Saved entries
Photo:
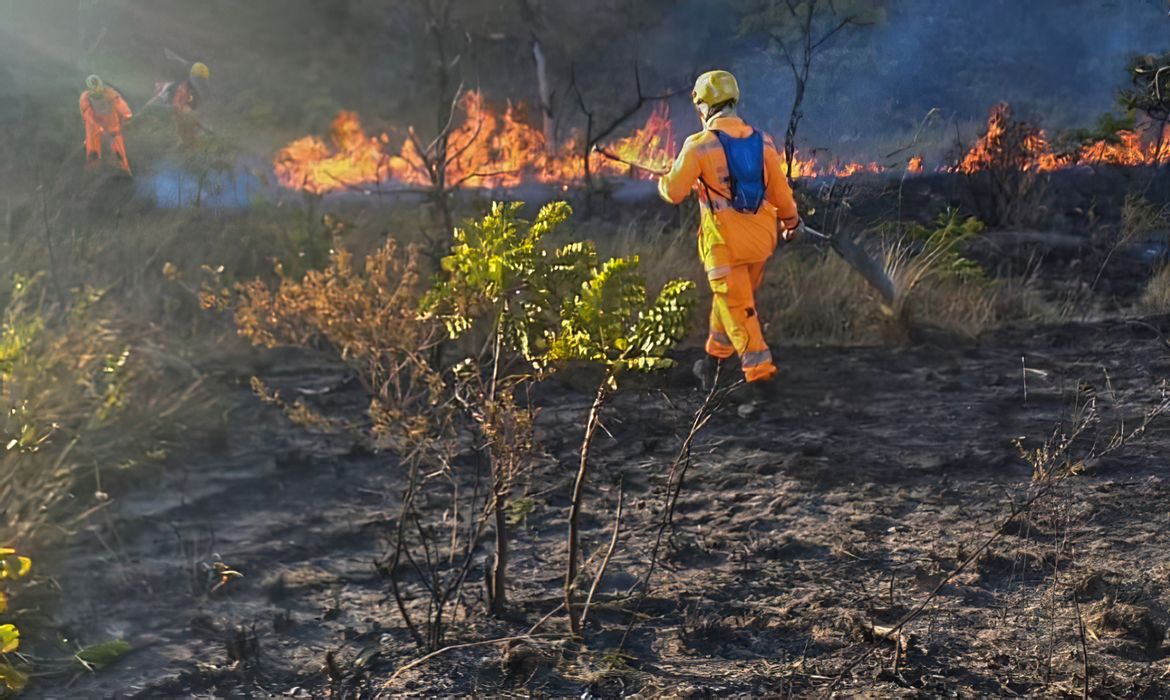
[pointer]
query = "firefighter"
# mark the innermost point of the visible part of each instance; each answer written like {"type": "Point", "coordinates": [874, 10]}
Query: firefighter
{"type": "Point", "coordinates": [745, 205]}
{"type": "Point", "coordinates": [184, 94]}
{"type": "Point", "coordinates": [104, 111]}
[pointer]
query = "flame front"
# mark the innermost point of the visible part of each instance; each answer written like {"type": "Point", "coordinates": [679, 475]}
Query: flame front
{"type": "Point", "coordinates": [1009, 144]}
{"type": "Point", "coordinates": [486, 150]}
{"type": "Point", "coordinates": [493, 149]}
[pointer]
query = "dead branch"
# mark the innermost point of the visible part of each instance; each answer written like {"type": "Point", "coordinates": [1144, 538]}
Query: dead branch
{"type": "Point", "coordinates": [608, 553]}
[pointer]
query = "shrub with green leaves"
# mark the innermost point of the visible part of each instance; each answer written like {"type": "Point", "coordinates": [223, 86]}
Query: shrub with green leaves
{"type": "Point", "coordinates": [14, 568]}
{"type": "Point", "coordinates": [534, 309]}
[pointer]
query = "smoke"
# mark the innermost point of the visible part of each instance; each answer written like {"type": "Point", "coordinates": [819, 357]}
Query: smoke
{"type": "Point", "coordinates": [1058, 62]}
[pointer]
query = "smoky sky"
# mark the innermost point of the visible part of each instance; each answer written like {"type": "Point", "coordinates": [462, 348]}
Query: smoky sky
{"type": "Point", "coordinates": [1058, 62]}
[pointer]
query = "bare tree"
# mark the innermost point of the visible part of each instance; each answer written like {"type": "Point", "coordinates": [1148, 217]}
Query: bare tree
{"type": "Point", "coordinates": [800, 29]}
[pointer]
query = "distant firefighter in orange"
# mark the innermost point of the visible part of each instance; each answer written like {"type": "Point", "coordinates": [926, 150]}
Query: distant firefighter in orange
{"type": "Point", "coordinates": [104, 111]}
{"type": "Point", "coordinates": [184, 94]}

▶ [Exercise brief]: Please output all of the entries above exactly, but without any picture.

▶ [The answer]:
Photo:
[pointer]
query = "firefighter"
# mark the innermost point of the visible part of each instance; each answer written like {"type": "Point", "coordinates": [874, 10]}
Query: firefighter
{"type": "Point", "coordinates": [745, 205]}
{"type": "Point", "coordinates": [184, 94]}
{"type": "Point", "coordinates": [104, 111]}
[pointer]
query = "flame front"
# mark the innermost point of the visible part of each instance; each answer written like {"type": "Point", "coordinates": [679, 475]}
Query: flame front
{"type": "Point", "coordinates": [1009, 144]}
{"type": "Point", "coordinates": [486, 150]}
{"type": "Point", "coordinates": [493, 149]}
[pointer]
query = "dead branch"
# mark the innermost point of the visible part of each instance; each answer written like {"type": "Point", "coordinates": [1144, 538]}
Query: dead branch
{"type": "Point", "coordinates": [608, 553]}
[pointer]
query = "shrub with green leaves"
# mark the innermost point of the visible part of each instance; each answer written like {"type": "Point", "coordinates": [223, 86]}
Query: shrub with green leaves
{"type": "Point", "coordinates": [14, 568]}
{"type": "Point", "coordinates": [534, 309]}
[pointer]
query = "smoke"
# mark the innermost point of the visible part of each instance; each answer written like {"type": "Point", "coordinates": [819, 357]}
Query: smoke
{"type": "Point", "coordinates": [1058, 62]}
[pointer]
query = "smoky sky"
# mark the innermost point of the visible part of each instance; each answer written like {"type": "Point", "coordinates": [462, 348]}
Query: smoky sky
{"type": "Point", "coordinates": [1058, 62]}
[pointer]
query = "bare tree"
# mark the innermost point of the visible part of each instance; each answer written like {"type": "Point", "coordinates": [1148, 217]}
Query: bare tree
{"type": "Point", "coordinates": [800, 29]}
[pointer]
query = "distant firefighter in orange"
# mark the innermost point of the visible part of each instance; each answer written like {"type": "Point", "coordinates": [926, 150]}
Query: distant firefighter in orange
{"type": "Point", "coordinates": [104, 111]}
{"type": "Point", "coordinates": [184, 94]}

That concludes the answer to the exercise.